» Job item
Quote every item below verbatim, line for line.

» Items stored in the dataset
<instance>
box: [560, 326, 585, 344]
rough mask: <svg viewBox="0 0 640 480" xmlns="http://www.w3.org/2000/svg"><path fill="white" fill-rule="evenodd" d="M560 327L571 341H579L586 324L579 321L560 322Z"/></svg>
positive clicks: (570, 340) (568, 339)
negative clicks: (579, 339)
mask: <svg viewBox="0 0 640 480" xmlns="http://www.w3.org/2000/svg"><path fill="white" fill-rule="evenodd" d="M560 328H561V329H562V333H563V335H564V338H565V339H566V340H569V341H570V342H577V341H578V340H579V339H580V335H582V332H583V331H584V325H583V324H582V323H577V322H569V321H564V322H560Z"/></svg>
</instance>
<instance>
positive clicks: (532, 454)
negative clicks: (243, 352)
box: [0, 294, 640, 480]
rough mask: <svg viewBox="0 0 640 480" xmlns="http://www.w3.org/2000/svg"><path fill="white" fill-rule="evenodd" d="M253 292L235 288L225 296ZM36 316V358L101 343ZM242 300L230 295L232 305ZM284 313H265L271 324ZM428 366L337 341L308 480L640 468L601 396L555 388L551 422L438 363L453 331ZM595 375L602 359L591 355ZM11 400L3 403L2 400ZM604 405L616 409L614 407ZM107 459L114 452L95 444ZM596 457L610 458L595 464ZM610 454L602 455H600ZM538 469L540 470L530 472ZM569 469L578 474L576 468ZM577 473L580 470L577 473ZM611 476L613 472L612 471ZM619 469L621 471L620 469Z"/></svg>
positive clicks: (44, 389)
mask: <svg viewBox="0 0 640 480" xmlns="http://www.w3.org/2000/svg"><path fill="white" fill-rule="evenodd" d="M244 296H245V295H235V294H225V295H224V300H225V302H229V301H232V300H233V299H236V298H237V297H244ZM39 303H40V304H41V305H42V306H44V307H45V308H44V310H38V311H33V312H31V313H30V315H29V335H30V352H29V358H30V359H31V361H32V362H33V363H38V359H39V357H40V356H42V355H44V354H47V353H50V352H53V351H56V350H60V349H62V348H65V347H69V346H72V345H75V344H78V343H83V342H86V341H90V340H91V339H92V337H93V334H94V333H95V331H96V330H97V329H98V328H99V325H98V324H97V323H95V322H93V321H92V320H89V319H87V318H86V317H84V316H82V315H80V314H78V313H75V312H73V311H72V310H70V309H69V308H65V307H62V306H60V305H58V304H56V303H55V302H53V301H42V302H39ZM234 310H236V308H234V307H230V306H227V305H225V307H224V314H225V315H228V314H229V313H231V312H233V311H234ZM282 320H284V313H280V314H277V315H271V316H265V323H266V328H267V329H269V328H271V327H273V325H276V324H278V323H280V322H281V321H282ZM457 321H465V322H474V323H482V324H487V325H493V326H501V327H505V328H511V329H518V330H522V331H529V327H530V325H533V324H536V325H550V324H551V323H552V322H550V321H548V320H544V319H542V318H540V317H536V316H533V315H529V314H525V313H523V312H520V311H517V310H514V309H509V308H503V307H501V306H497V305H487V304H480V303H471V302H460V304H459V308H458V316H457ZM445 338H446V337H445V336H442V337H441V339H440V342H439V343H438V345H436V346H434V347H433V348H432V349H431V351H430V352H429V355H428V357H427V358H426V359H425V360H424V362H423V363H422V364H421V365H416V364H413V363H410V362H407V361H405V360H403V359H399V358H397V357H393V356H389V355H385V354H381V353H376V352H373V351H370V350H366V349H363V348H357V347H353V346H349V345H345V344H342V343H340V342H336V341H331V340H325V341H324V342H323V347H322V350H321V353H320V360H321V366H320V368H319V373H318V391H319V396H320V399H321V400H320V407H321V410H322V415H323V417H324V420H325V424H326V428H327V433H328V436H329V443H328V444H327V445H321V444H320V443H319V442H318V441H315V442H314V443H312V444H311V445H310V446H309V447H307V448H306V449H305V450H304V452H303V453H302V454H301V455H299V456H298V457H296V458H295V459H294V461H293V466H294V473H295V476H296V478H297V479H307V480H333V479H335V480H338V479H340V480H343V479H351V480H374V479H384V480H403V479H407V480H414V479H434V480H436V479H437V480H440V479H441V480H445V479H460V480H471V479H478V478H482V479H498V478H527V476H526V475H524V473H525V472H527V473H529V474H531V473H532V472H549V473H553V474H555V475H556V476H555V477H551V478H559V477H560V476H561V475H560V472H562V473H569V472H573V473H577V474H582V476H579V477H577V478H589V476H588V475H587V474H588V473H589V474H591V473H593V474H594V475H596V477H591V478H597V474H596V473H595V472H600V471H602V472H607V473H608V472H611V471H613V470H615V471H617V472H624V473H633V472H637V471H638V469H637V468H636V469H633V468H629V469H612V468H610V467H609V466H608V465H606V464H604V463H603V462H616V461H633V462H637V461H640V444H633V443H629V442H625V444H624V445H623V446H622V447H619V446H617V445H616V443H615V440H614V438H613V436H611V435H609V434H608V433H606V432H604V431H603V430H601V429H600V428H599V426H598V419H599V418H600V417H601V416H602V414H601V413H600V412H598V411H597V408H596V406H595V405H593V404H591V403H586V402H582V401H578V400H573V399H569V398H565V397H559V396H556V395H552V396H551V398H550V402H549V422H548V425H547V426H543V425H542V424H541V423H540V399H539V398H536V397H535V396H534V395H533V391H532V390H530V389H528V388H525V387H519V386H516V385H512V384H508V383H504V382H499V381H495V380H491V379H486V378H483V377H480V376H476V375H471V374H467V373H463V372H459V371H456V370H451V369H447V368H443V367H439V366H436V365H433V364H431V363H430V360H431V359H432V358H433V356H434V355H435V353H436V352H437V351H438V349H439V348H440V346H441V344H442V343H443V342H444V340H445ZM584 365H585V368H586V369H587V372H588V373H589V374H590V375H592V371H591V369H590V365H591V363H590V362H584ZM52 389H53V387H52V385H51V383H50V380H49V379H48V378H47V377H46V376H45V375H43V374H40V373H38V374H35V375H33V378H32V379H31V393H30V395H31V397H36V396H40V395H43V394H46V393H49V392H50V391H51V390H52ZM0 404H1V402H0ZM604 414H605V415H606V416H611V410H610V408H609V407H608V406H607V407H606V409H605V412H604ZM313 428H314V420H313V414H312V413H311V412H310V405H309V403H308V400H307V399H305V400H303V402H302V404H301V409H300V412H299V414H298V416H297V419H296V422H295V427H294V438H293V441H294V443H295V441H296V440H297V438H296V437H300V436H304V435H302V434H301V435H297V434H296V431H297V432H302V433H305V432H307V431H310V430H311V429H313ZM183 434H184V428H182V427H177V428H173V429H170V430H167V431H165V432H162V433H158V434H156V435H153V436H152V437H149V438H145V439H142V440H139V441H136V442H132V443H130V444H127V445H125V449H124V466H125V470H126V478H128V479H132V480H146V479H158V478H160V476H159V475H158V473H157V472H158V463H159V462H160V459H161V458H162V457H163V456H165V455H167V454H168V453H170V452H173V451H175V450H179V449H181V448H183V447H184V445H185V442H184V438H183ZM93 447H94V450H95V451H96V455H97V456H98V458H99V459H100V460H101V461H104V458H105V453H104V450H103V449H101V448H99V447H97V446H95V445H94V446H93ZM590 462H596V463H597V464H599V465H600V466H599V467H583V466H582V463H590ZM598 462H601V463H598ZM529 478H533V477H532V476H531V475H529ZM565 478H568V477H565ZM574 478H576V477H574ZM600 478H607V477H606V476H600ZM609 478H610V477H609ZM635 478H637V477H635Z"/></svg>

» Result
<instance>
box: [560, 326, 585, 344]
rough mask: <svg viewBox="0 0 640 480" xmlns="http://www.w3.org/2000/svg"><path fill="white" fill-rule="evenodd" d="M560 327L571 341H579L586 324L579 321L560 322Z"/></svg>
positive clicks: (570, 340) (568, 339)
negative clicks: (579, 339)
mask: <svg viewBox="0 0 640 480" xmlns="http://www.w3.org/2000/svg"><path fill="white" fill-rule="evenodd" d="M560 328H561V329H562V333H563V335H564V338H565V339H566V340H569V341H570V342H577V341H578V340H579V339H580V335H582V332H583V331H584V325H583V324H582V323H577V322H569V321H564V322H560Z"/></svg>
</instance>
<instance>
positive clicks: (532, 454)
negative clicks: (243, 352)
box: [0, 294, 640, 480]
rough mask: <svg viewBox="0 0 640 480" xmlns="http://www.w3.org/2000/svg"><path fill="white" fill-rule="evenodd" d="M253 292L235 288L225 296ZM36 316V358L101 343ZM242 300L230 295L232 305ZM284 313H265L271 324ZM428 366L337 341L308 480L640 468L601 396L555 388L551 422L438 363L453 331ZM595 375L602 359L591 355ZM11 400L3 403L2 400ZM604 405L616 409L614 407ZM107 459L114 452L95 444ZM596 457L610 458L595 464ZM610 454L602 455H600ZM538 469L540 470L530 472ZM569 469L578 474L576 468ZM577 473L580 470L577 473ZM611 476L613 472L612 471ZM619 469L621 471L620 469Z"/></svg>
positive clicks: (44, 389)
mask: <svg viewBox="0 0 640 480" xmlns="http://www.w3.org/2000/svg"><path fill="white" fill-rule="evenodd" d="M244 296H245V295H235V294H225V295H224V300H225V302H229V301H232V300H233V299H236V298H237V297H244ZM39 303H40V304H41V305H42V306H44V307H45V308H44V310H38V311H33V312H31V313H30V315H29V335H30V352H29V358H30V359H31V361H32V362H33V363H38V359H39V357H40V356H42V355H44V354H47V353H50V352H53V351H56V350H60V349H62V348H65V347H69V346H72V345H75V344H78V343H83V342H86V341H90V340H91V339H92V337H93V334H94V333H95V331H96V330H97V329H98V328H99V325H98V324H97V323H95V322H93V321H92V320H89V319H87V318H86V317H84V316H82V315H80V314H78V313H75V312H73V311H72V310H70V309H69V308H65V307H62V306H60V305H58V304H56V303H55V302H53V301H42V302H39ZM234 310H236V308H234V307H230V306H227V305H225V307H224V314H225V315H228V314H229V313H231V312H233V311H234ZM282 320H284V313H280V314H277V315H271V316H265V323H266V328H267V329H269V328H271V327H273V325H276V324H278V323H280V322H281V321H282ZM457 321H465V322H474V323H482V324H487V325H493V326H501V327H505V328H511V329H518V330H522V331H529V327H530V325H533V324H536V325H550V324H551V323H552V322H550V321H548V320H544V319H542V318H540V317H536V316H533V315H529V314H525V313H523V312H520V311H517V310H514V309H509V308H503V307H501V306H497V305H487V304H480V303H471V302H460V304H459V308H458V316H457ZM445 338H446V337H445V336H442V337H441V339H440V342H439V343H438V345H436V346H434V347H433V348H432V349H431V351H430V352H429V355H428V357H427V358H426V359H425V360H424V362H423V363H422V364H421V365H416V364H413V363H410V362H407V361H405V360H403V359H399V358H397V357H393V356H389V355H385V354H381V353H376V352H373V351H370V350H366V349H363V348H357V347H353V346H349V345H345V344H342V343H340V342H336V341H331V340H325V341H324V342H323V347H322V350H321V353H320V360H321V366H320V368H319V373H318V391H319V396H320V399H321V400H320V407H321V410H322V415H323V417H324V420H325V424H326V428H327V433H328V436H329V443H328V444H327V445H321V444H320V443H319V442H318V441H315V442H314V443H312V444H311V445H310V446H309V447H307V448H306V449H305V450H304V452H303V453H302V454H301V455H299V456H298V457H296V458H295V459H294V461H293V466H294V473H295V476H296V478H297V479H307V480H333V479H335V480H338V479H340V480H343V479H351V480H374V479H384V480H403V479H407V480H414V479H434V480H436V479H437V480H440V479H441V480H445V479H460V480H471V479H478V478H482V479H498V478H527V476H526V475H524V473H525V472H527V473H529V474H531V473H532V472H549V473H553V474H555V475H556V476H555V477H551V478H559V477H560V476H561V475H560V472H562V473H569V472H573V473H577V474H582V476H579V477H577V478H589V476H588V475H587V474H588V473H589V474H591V473H593V474H594V475H596V477H591V478H597V474H596V473H595V472H600V471H602V472H607V473H608V472H611V471H613V470H615V471H617V472H624V473H633V472H637V471H638V469H637V468H636V469H633V468H629V469H612V468H610V467H609V466H608V465H606V464H604V463H603V462H616V461H633V462H637V461H640V444H633V443H629V442H625V444H624V445H623V446H622V447H619V446H617V445H616V443H615V440H614V438H613V436H611V435H609V434H608V433H606V432H604V431H603V430H601V429H600V428H599V426H598V419H599V418H600V417H601V416H602V414H601V413H600V412H598V411H597V408H596V406H595V405H593V404H591V403H586V402H582V401H578V400H573V399H569V398H565V397H559V396H556V395H552V396H551V398H550V402H549V422H548V425H547V426H543V425H542V424H541V423H540V399H539V398H536V397H535V396H534V395H533V391H532V390H530V389H528V388H525V387H519V386H516V385H512V384H508V383H504V382H499V381H495V380H491V379H486V378H483V377H480V376H476V375H471V374H467V373H463V372H459V371H456V370H451V369H447V368H443V367H439V366H436V365H433V364H431V363H430V360H431V359H432V358H433V356H434V355H435V353H436V352H437V351H438V349H439V348H440V346H441V344H442V343H443V342H444V340H445ZM584 365H585V368H586V369H587V372H588V373H589V374H590V375H592V371H591V369H590V365H591V363H590V362H584ZM52 389H53V387H52V385H51V383H50V380H49V379H48V378H47V377H46V376H45V375H43V374H40V373H38V374H35V375H33V378H32V379H31V393H30V395H31V397H36V396H40V395H43V394H46V393H49V392H50V391H51V390H52ZM0 404H1V402H0ZM604 414H605V415H606V416H611V410H610V408H609V407H608V406H607V407H606V409H605V412H604ZM313 428H314V420H313V414H312V413H311V412H310V405H309V403H308V400H307V399H305V400H303V402H302V404H301V409H300V412H299V414H298V416H297V419H296V422H295V427H294V438H293V441H294V443H295V441H296V440H297V438H296V437H300V436H304V435H302V434H301V435H297V434H296V431H297V432H302V433H305V432H307V431H310V430H311V429H313ZM183 434H184V428H182V427H177V428H173V429H170V430H167V431H165V432H162V433H158V434H156V435H153V436H152V437H149V438H145V439H142V440H139V441H136V442H132V443H130V444H127V445H125V449H124V466H125V470H126V478H128V479H132V480H146V479H158V478H160V476H159V475H158V473H157V472H158V463H159V462H160V459H161V458H162V457H163V456H165V455H167V454H168V453H170V452H173V451H175V450H179V449H181V448H183V447H184V445H185V442H184V438H183ZM93 447H94V450H95V451H96V455H97V456H98V458H99V459H100V460H101V461H104V458H105V453H104V450H103V449H101V448H99V447H97V446H95V445H94V446H93ZM590 462H596V463H597V464H599V465H600V466H599V467H583V466H582V463H590ZM598 462H601V463H598ZM529 478H533V477H532V476H531V475H529ZM565 478H568V477H565ZM574 478H576V477H574ZM600 478H607V477H606V476H600ZM609 478H610V477H609ZM635 478H637V477H635Z"/></svg>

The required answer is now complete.